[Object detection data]
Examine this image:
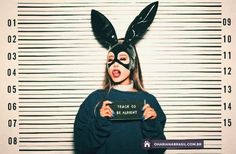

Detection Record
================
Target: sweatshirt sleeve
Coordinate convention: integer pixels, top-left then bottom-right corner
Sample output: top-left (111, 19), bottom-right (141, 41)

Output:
top-left (142, 95), bottom-right (166, 154)
top-left (74, 93), bottom-right (111, 154)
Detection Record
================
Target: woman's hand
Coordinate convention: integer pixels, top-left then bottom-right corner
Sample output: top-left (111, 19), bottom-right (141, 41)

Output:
top-left (100, 101), bottom-right (113, 118)
top-left (143, 104), bottom-right (157, 120)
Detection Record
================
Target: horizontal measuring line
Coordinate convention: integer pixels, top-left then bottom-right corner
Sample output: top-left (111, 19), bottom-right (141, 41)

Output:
top-left (19, 105), bottom-right (78, 108)
top-left (19, 110), bottom-right (79, 114)
top-left (18, 45), bottom-right (221, 49)
top-left (165, 125), bottom-right (222, 128)
top-left (19, 125), bottom-right (74, 130)
top-left (19, 114), bottom-right (76, 117)
top-left (166, 112), bottom-right (222, 115)
top-left (19, 140), bottom-right (74, 143)
top-left (17, 11), bottom-right (90, 17)
top-left (18, 19), bottom-right (84, 24)
top-left (167, 121), bottom-right (221, 124)
top-left (18, 79), bottom-right (222, 83)
top-left (165, 130), bottom-right (222, 133)
top-left (168, 117), bottom-right (221, 120)
top-left (18, 62), bottom-right (222, 65)
top-left (18, 27), bottom-right (222, 32)
top-left (17, 3), bottom-right (222, 9)
top-left (161, 104), bottom-right (222, 106)
top-left (19, 97), bottom-right (84, 100)
top-left (19, 122), bottom-right (74, 125)
top-left (158, 96), bottom-right (221, 99)
top-left (19, 118), bottom-right (74, 121)
top-left (18, 87), bottom-right (222, 91)
top-left (19, 131), bottom-right (73, 134)
top-left (19, 147), bottom-right (74, 152)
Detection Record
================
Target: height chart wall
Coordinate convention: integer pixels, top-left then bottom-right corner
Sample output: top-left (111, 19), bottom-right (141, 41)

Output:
top-left (0, 0), bottom-right (236, 154)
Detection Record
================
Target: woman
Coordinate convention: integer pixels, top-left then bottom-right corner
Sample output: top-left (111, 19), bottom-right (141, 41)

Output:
top-left (74, 2), bottom-right (166, 154)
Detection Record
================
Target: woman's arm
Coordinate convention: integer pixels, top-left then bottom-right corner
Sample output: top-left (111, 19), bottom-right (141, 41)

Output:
top-left (74, 92), bottom-right (111, 154)
top-left (142, 96), bottom-right (166, 154)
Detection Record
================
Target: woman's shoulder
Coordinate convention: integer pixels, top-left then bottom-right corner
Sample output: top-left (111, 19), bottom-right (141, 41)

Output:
top-left (88, 89), bottom-right (106, 97)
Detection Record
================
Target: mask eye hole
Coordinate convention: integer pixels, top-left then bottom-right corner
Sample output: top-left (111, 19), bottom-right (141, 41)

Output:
top-left (118, 51), bottom-right (130, 64)
top-left (107, 52), bottom-right (114, 64)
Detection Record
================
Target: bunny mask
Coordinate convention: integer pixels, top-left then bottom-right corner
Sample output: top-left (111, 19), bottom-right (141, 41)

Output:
top-left (91, 1), bottom-right (158, 71)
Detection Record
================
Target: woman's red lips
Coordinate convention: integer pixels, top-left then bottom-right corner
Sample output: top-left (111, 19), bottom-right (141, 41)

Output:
top-left (112, 70), bottom-right (120, 78)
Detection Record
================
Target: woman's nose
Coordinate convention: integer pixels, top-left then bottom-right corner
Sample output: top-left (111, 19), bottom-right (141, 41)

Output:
top-left (113, 62), bottom-right (119, 67)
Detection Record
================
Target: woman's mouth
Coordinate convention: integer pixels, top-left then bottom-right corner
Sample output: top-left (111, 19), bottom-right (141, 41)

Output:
top-left (112, 70), bottom-right (121, 78)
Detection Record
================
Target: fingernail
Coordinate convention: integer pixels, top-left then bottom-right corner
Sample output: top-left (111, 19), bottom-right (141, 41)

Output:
top-left (142, 116), bottom-right (145, 121)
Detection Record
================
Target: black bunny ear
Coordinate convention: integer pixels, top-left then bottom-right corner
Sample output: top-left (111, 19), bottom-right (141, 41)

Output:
top-left (125, 1), bottom-right (158, 44)
top-left (91, 10), bottom-right (118, 49)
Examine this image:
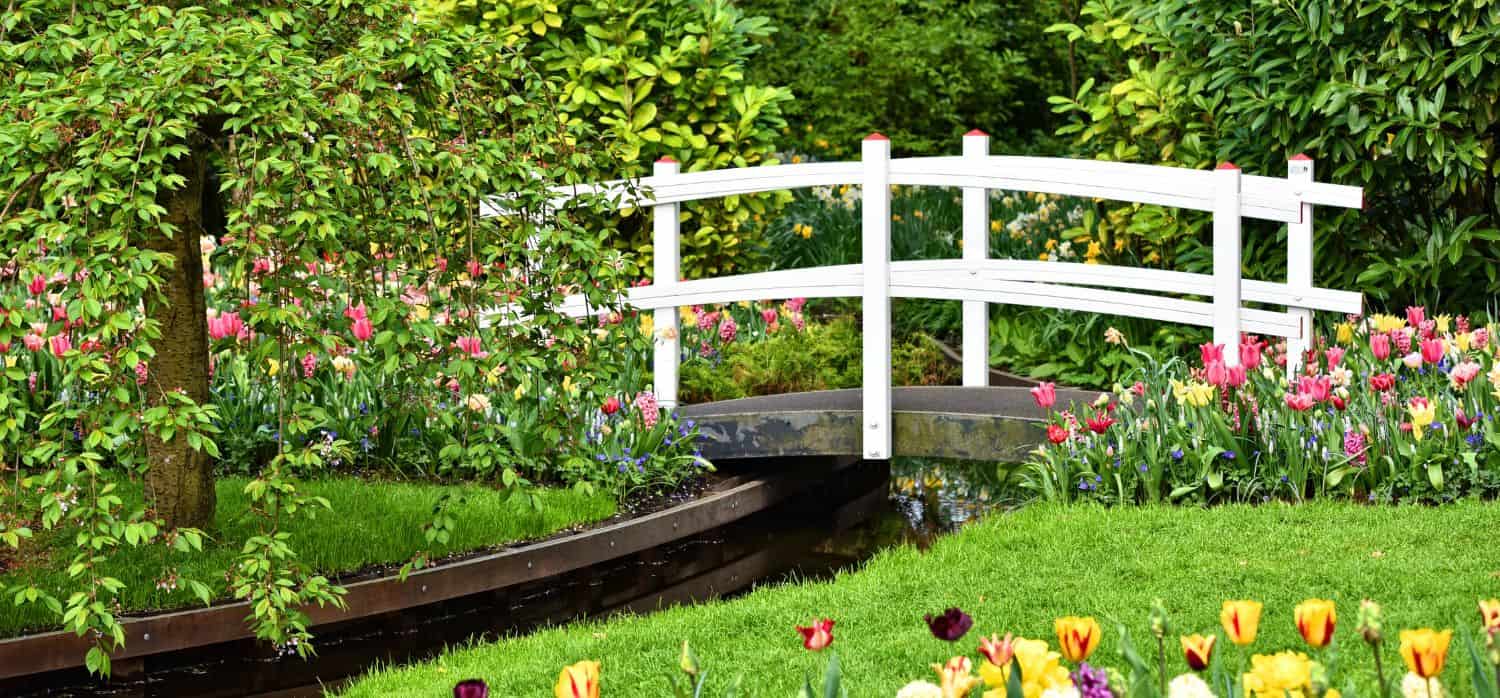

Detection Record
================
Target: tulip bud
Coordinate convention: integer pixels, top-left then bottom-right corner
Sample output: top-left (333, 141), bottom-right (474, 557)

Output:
top-left (1358, 599), bottom-right (1380, 645)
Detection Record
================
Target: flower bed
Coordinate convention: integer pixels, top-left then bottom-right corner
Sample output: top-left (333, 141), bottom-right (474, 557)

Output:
top-left (1025, 308), bottom-right (1500, 503)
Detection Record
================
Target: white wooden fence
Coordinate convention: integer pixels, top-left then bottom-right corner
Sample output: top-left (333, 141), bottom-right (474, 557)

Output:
top-left (485, 131), bottom-right (1364, 459)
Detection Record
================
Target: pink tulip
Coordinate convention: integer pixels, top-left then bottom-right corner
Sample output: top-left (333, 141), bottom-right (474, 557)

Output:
top-left (1422, 339), bottom-right (1443, 363)
top-left (1031, 383), bottom-right (1058, 410)
top-left (47, 335), bottom-right (74, 359)
top-left (1407, 305), bottom-right (1427, 329)
top-left (1199, 344), bottom-right (1224, 366)
top-left (1323, 347), bottom-right (1344, 371)
top-left (1287, 393), bottom-right (1317, 411)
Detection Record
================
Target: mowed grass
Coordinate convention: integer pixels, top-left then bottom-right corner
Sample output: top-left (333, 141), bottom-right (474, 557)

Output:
top-left (345, 501), bottom-right (1500, 698)
top-left (0, 477), bottom-right (615, 636)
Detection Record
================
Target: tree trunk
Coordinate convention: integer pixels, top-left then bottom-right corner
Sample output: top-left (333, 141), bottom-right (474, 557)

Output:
top-left (146, 141), bottom-right (219, 528)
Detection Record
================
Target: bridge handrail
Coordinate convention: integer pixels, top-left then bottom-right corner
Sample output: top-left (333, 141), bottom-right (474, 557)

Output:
top-left (482, 132), bottom-right (1364, 458)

▶ EXERCISE: Tally the lines in the listing above that contain the string "mask", treating case as significant, and give only the number.

▶ OUTPUT FOR THIS TASK: 2